The exercise — Set down the listing below word for word, from its first line through the line containing "Query: <item>infield dirt</item>", both included. Leave the pictures out.

Material for this task —
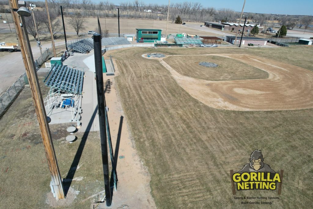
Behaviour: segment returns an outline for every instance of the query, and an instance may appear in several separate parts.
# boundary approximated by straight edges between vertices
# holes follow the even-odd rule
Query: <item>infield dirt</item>
[[[245,52],[253,55],[246,60],[240,55],[227,56],[244,63],[251,59],[256,59],[256,63],[264,62],[270,74],[279,71],[291,72],[294,68],[296,72],[306,70],[285,63],[307,66],[311,70],[311,60],[304,57],[307,62],[301,61],[297,58],[299,55],[292,53],[301,49],[275,49],[273,54],[284,51],[285,55],[278,53],[276,56],[271,54],[271,51],[261,49],[135,48],[109,52],[121,73],[115,80],[118,90],[136,149],[151,175],[150,185],[157,207],[250,208],[250,206],[233,200],[229,171],[242,168],[249,162],[251,152],[259,149],[264,162],[272,169],[284,170],[282,195],[278,196],[276,191],[245,191],[236,196],[279,196],[279,200],[266,201],[270,201],[275,208],[312,207],[313,159],[309,153],[313,148],[313,109],[247,111],[213,108],[191,96],[159,60],[141,56],[152,53],[216,55]],[[262,80],[266,79],[258,80]],[[284,87],[286,91],[290,88],[287,85]],[[236,93],[251,94],[244,89],[248,87],[236,87]]]

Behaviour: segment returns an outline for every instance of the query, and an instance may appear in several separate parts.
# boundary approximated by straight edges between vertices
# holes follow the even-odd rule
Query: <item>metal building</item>
[[[153,43],[161,40],[162,29],[136,29],[137,42]]]

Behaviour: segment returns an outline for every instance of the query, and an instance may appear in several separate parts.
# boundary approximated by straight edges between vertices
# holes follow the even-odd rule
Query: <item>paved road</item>
[[[14,35],[15,35],[15,34]],[[64,43],[64,41],[55,43]],[[44,51],[46,48],[51,47],[50,43],[44,44],[42,46],[43,50]],[[33,46],[32,47],[32,51],[34,59],[40,56],[39,47]],[[1,77],[3,78],[0,82],[0,95],[1,95],[12,86],[20,76],[25,73],[25,67],[20,51],[9,53],[7,55],[0,57],[0,63],[1,63],[0,75]]]
[[[207,32],[208,33],[212,33],[215,34],[216,34],[218,35],[218,36],[224,36],[226,35],[233,36],[233,34],[228,33],[226,33],[224,31],[222,31],[221,30],[219,31],[217,30],[214,30],[214,29],[209,28],[208,27],[206,27],[204,26],[203,26],[201,27],[200,26],[200,25],[186,24],[186,25],[184,25],[188,27],[188,28],[192,28],[194,29],[200,30],[205,31],[206,32]]]

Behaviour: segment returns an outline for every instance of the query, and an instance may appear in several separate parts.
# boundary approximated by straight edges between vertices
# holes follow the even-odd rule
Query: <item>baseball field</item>
[[[279,198],[257,207],[312,207],[312,49],[109,52],[158,208],[249,208],[234,198],[251,196]],[[166,57],[142,56],[148,53]],[[219,66],[207,69],[201,61]],[[242,169],[256,149],[272,169],[284,170],[281,195],[267,190],[232,195],[230,170]]]

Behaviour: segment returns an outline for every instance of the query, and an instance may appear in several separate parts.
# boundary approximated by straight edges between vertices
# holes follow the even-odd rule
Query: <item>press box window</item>
[[[141,34],[158,34],[159,31],[142,31],[141,32]]]

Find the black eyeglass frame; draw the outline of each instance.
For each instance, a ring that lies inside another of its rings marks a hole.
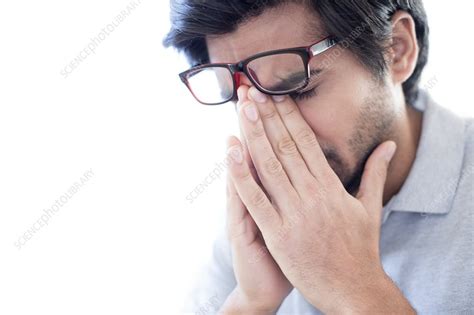
[[[229,101],[232,101],[234,99],[237,99],[237,87],[240,86],[240,76],[238,75],[239,73],[244,73],[249,80],[252,82],[253,85],[262,93],[267,94],[267,95],[286,95],[290,94],[296,91],[300,91],[304,89],[305,87],[308,86],[309,84],[309,79],[311,77],[311,69],[309,67],[309,63],[311,59],[319,54],[322,54],[326,50],[330,49],[331,47],[335,46],[338,43],[337,38],[329,36],[326,37],[322,40],[317,41],[316,43],[313,43],[309,46],[306,47],[294,47],[294,48],[287,48],[287,49],[277,49],[277,50],[271,50],[271,51],[266,51],[262,53],[258,53],[256,55],[250,56],[242,61],[239,61],[237,63],[208,63],[208,64],[203,64],[203,65],[198,65],[194,66],[191,69],[188,69],[184,72],[181,72],[179,74],[179,77],[181,81],[186,85],[188,90],[191,92],[193,97],[201,104],[203,105],[221,105],[225,104]],[[306,82],[303,86],[291,89],[291,90],[286,90],[286,91],[279,91],[279,92],[273,92],[265,89],[258,83],[257,80],[254,79],[253,75],[249,71],[248,64],[255,59],[259,59],[261,57],[267,57],[271,55],[279,55],[279,54],[296,54],[299,55],[303,61],[304,67],[306,69]],[[231,76],[232,76],[232,81],[233,81],[233,92],[232,95],[225,101],[219,102],[219,103],[206,103],[202,102],[194,93],[193,89],[191,88],[189,84],[188,78],[195,72],[201,71],[206,68],[226,68],[227,70],[230,71]]]

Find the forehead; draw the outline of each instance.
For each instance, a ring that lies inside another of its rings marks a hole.
[[[211,63],[235,63],[263,51],[307,46],[323,37],[317,13],[289,3],[264,11],[232,33],[208,36],[206,42]]]

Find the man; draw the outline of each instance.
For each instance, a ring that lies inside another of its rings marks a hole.
[[[242,132],[191,311],[473,311],[474,127],[418,90],[421,0],[176,1],[165,45]]]

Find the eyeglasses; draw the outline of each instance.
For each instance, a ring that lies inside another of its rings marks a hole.
[[[194,98],[204,105],[220,105],[237,99],[240,75],[268,95],[286,95],[304,89],[310,82],[309,62],[338,43],[327,37],[308,47],[272,50],[238,63],[215,63],[192,67],[179,74]]]

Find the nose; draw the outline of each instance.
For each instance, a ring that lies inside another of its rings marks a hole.
[[[242,72],[238,72],[235,74],[236,76],[236,82],[237,82],[237,86],[236,88],[238,89],[241,85],[247,85],[247,86],[252,86],[252,82],[250,81],[250,79],[247,77],[247,75],[245,73],[242,73]]]

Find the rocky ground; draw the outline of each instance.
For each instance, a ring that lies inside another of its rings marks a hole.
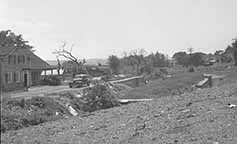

Answer —
Behaviour: segment returns an outline for every instance of the query, and an instance may appear in several separate parts.
# boundary approximated by straight edges between vertices
# holes follow the even-odd rule
Query: <item>infield dirt</item>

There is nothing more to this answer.